▶ [About this exercise]:
Provide the entries once more, identical in every word.
___
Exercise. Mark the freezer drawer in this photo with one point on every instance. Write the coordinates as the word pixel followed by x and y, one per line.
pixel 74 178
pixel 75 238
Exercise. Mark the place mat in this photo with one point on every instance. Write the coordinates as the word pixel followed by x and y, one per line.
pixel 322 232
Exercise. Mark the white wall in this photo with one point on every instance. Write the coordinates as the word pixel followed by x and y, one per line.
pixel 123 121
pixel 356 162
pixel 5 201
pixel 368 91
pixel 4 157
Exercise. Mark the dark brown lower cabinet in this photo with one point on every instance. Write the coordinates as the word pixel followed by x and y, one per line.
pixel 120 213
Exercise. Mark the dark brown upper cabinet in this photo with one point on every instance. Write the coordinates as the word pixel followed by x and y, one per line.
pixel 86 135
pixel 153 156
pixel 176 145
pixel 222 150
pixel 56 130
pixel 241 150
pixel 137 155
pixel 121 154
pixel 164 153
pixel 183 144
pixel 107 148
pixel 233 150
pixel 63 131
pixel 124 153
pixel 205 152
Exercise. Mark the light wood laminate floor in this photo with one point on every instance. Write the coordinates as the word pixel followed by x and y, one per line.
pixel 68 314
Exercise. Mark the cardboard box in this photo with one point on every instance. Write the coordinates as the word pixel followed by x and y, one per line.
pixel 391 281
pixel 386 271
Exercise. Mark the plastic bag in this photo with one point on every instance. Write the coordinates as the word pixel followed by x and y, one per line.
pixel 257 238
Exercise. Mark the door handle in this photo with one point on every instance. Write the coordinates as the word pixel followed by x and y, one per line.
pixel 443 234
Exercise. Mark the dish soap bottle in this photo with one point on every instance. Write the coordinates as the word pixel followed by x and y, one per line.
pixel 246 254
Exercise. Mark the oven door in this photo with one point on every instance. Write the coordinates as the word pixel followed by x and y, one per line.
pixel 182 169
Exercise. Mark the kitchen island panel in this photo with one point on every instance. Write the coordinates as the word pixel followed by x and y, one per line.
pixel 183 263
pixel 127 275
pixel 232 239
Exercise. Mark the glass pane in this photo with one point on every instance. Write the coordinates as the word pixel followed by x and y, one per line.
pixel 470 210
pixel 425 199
___
▶ [Answer space]:
Exercise. Mark the freezer drawer in this photo with one point on every instance. Write the coordinates as the word pixel followed by x and y, one per line.
pixel 74 178
pixel 75 238
Exercise. Mark the place mat in this photo with one point on every instance. Write the coordinates as the word pixel followed by x and y, one per line.
pixel 322 232
Exercise. Mark the white wall in this photo with one point on every instance. Write the coordinates as the word pixel followed by x and y, one per line.
pixel 123 121
pixel 356 162
pixel 5 201
pixel 368 91
pixel 4 157
Exercise. Mark the dark brown lower cabinet in this photo with one point on every instance. Write the coordinates as the word pixel followed by x and y, one per line.
pixel 120 213
Exercise. Mark the dark brown upper cabinet in this photo with one point on every instance. Write the coordinates as the word pixel followed by x and y, one per line.
pixel 86 135
pixel 153 156
pixel 176 145
pixel 222 150
pixel 56 130
pixel 241 150
pixel 137 155
pixel 121 154
pixel 164 153
pixel 183 144
pixel 107 148
pixel 233 150
pixel 63 131
pixel 124 153
pixel 205 152
Exercise. Mark the light wood laminate floor in this photo with one point on every instance. Write the coordinates as the word pixel followed by x and y, one per line.
pixel 68 314
Exercise. Mark the cardboard box in this photo with one point on every instance. Write the coordinates as the word pixel followed by x and y, one per line.
pixel 391 281
pixel 386 271
Exercise. Mark the plastic bag in this photo with one point on every instance. Write the coordinates as the word pixel followed by x and y, one per line.
pixel 257 238
Exercise. Mark the door handle in this photo with one point on every instance. Write the coordinates as the word pixel followed by x and y, one per line.
pixel 443 234
Exercise. Mark the dish soap bottle in this photo with one point on every instance. Write the coordinates as the word pixel followed by x and y, one per line.
pixel 246 254
Exercise. Mark the oven door in this photo with one point on every instance. Write the coordinates as the word pixel followed by x and y, one per line.
pixel 182 169
Exercise. Mark the kitchen island panel in this photo with one point on every instance. Write the coordinates as the word pixel followed by x and y, one per line.
pixel 183 263
pixel 127 275
pixel 232 239
Exercise. Mark the glass pane in this photo with one point on every instance. Write the coordinates as the word pixel followed by x and y, one per line.
pixel 470 210
pixel 425 199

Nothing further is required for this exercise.